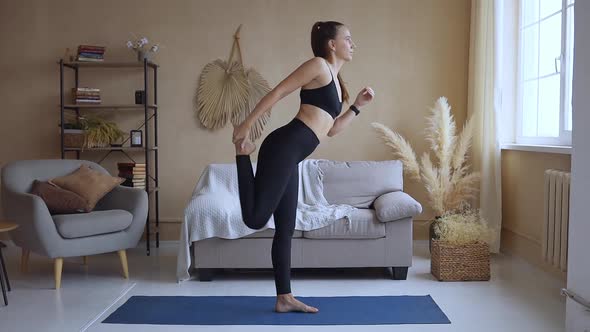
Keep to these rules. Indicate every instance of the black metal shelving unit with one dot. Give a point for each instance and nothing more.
(150, 113)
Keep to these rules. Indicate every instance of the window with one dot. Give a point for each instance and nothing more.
(546, 38)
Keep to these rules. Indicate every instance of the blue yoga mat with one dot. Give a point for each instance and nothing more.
(258, 310)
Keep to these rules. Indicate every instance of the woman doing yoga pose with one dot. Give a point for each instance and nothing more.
(274, 189)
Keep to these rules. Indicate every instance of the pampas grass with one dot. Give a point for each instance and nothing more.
(449, 183)
(464, 227)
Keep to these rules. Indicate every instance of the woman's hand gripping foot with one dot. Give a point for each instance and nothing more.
(244, 147)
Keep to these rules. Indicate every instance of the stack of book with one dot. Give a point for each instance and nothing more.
(86, 95)
(133, 173)
(90, 53)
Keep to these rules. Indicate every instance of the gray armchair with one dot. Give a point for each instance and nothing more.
(116, 223)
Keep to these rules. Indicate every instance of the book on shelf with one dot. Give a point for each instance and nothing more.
(86, 95)
(90, 53)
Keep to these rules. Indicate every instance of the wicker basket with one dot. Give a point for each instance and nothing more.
(73, 138)
(467, 262)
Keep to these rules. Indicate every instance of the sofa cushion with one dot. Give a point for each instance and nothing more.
(72, 226)
(58, 200)
(396, 205)
(359, 183)
(363, 225)
(90, 184)
(270, 233)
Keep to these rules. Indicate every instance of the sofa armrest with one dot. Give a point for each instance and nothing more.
(396, 205)
(124, 198)
(133, 200)
(36, 231)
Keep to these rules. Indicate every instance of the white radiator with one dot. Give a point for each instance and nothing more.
(555, 230)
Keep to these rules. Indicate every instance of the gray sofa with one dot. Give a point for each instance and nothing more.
(116, 223)
(379, 233)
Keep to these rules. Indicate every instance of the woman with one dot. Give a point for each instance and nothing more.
(274, 190)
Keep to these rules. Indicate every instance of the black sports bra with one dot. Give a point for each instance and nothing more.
(325, 97)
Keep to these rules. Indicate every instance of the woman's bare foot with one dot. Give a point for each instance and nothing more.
(288, 303)
(247, 149)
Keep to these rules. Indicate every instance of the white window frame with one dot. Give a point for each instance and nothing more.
(565, 136)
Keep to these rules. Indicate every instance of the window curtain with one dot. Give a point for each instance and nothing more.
(483, 105)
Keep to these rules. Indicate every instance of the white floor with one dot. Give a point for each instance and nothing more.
(518, 298)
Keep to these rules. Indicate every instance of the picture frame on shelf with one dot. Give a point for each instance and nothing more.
(136, 138)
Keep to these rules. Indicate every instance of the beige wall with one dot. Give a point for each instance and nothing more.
(410, 52)
(522, 202)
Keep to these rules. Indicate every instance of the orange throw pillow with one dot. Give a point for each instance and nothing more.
(90, 184)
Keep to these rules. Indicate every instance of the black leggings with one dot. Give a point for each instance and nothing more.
(275, 189)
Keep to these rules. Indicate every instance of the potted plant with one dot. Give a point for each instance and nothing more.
(448, 183)
(461, 250)
(100, 132)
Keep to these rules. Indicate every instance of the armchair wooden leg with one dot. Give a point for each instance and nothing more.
(123, 258)
(58, 265)
(24, 260)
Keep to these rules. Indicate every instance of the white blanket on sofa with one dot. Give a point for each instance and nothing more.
(214, 208)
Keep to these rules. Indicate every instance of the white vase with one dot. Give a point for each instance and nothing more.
(142, 55)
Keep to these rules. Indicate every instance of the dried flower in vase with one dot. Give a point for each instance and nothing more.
(449, 183)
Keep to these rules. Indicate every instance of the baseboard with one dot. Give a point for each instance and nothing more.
(529, 250)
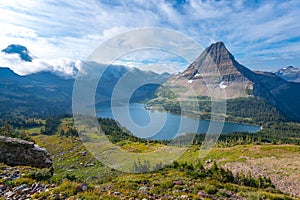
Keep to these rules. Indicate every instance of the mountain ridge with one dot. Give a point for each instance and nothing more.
(217, 74)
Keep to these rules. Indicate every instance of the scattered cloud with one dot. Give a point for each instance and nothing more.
(254, 31)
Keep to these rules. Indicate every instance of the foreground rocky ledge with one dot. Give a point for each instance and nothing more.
(16, 152)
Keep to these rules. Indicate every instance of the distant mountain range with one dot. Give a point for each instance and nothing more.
(49, 93)
(291, 74)
(216, 73)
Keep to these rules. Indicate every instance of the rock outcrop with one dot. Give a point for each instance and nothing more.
(291, 74)
(16, 152)
(217, 74)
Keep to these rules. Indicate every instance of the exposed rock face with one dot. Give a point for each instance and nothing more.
(291, 74)
(215, 73)
(19, 152)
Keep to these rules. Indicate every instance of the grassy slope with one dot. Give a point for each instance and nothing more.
(68, 159)
(72, 160)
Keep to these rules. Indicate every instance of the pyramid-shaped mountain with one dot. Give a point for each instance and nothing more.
(216, 73)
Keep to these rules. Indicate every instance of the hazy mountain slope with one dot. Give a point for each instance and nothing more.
(46, 93)
(291, 74)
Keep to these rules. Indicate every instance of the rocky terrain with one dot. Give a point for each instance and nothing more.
(291, 74)
(216, 74)
(19, 152)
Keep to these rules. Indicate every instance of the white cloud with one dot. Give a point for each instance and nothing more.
(63, 66)
(72, 29)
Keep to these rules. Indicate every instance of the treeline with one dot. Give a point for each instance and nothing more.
(223, 175)
(279, 133)
(251, 110)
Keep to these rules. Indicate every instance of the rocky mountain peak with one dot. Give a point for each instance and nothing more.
(217, 58)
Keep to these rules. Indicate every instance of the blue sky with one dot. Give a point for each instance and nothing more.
(262, 35)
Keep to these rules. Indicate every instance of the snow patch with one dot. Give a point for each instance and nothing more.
(197, 75)
(222, 85)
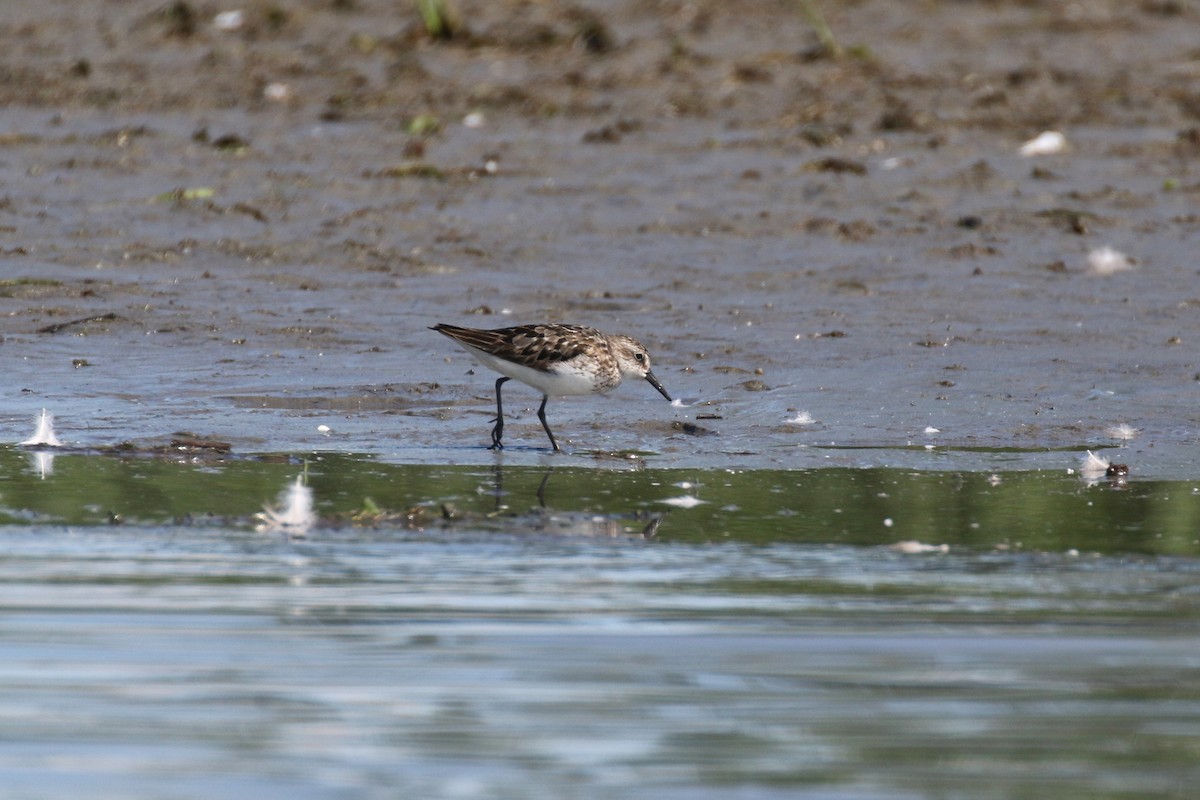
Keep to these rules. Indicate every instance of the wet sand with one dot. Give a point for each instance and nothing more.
(852, 238)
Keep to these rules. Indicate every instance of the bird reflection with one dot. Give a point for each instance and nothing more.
(544, 518)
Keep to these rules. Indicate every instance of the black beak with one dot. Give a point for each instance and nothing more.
(654, 382)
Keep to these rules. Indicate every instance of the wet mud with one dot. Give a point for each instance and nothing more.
(835, 258)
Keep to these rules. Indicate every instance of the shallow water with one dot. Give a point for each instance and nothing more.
(912, 353)
(522, 632)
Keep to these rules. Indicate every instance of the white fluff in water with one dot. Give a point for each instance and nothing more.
(912, 547)
(683, 501)
(1093, 465)
(1044, 144)
(1123, 432)
(294, 512)
(1105, 260)
(45, 433)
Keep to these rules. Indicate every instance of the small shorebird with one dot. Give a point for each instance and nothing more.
(557, 360)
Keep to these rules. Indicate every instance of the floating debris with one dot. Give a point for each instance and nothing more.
(912, 547)
(277, 92)
(43, 435)
(229, 20)
(1095, 467)
(1107, 260)
(1123, 432)
(41, 462)
(683, 501)
(1044, 144)
(294, 512)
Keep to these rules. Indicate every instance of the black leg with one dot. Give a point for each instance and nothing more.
(498, 431)
(541, 415)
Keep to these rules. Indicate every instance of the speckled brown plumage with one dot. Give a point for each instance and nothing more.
(556, 360)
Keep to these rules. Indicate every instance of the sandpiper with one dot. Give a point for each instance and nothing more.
(557, 360)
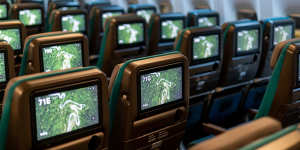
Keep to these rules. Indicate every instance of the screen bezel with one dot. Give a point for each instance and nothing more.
(42, 69)
(204, 60)
(256, 27)
(122, 46)
(208, 15)
(7, 8)
(37, 25)
(284, 23)
(16, 51)
(5, 53)
(65, 137)
(160, 27)
(106, 11)
(164, 107)
(73, 14)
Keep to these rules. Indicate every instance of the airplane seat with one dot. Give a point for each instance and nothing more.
(68, 20)
(33, 103)
(14, 32)
(240, 136)
(7, 68)
(274, 31)
(281, 97)
(61, 5)
(153, 112)
(162, 31)
(203, 18)
(287, 138)
(203, 48)
(4, 10)
(124, 38)
(97, 17)
(143, 10)
(30, 14)
(88, 5)
(242, 50)
(54, 51)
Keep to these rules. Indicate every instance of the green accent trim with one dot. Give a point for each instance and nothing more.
(26, 48)
(269, 139)
(9, 97)
(268, 98)
(103, 45)
(114, 96)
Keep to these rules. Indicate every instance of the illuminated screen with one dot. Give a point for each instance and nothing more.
(161, 87)
(205, 46)
(146, 14)
(61, 57)
(282, 33)
(2, 68)
(207, 21)
(108, 15)
(62, 112)
(170, 28)
(73, 23)
(130, 33)
(247, 40)
(12, 37)
(31, 17)
(3, 11)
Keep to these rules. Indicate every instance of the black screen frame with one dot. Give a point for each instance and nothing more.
(276, 24)
(42, 69)
(204, 60)
(161, 40)
(131, 45)
(73, 14)
(164, 107)
(42, 15)
(252, 51)
(65, 137)
(19, 28)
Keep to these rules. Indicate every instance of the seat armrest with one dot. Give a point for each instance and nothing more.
(212, 129)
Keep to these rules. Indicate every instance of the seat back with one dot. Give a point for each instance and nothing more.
(33, 102)
(54, 51)
(97, 17)
(281, 97)
(163, 29)
(124, 38)
(203, 48)
(242, 135)
(143, 10)
(155, 108)
(275, 30)
(30, 14)
(203, 18)
(242, 51)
______________________________
▸ **EXERCISE GOAL**
From the line with "Keep to these rules. Indicate every instance of the seat armrest" to the final line of the data above, please reproduce every line exactly and add nothing.

▸ **RESULT FOR THIS EXERCISE**
Keep to these rules. Indicate every instance of the seat armrest with one dot. Give a point for each instance and nothing more.
(212, 129)
Keep to these rules. Indicate every instance of the seat back with one dot. Give a point for each instance and nothing more.
(33, 102)
(54, 51)
(97, 17)
(281, 97)
(163, 29)
(124, 38)
(203, 48)
(242, 135)
(143, 10)
(155, 108)
(275, 30)
(30, 14)
(203, 18)
(242, 51)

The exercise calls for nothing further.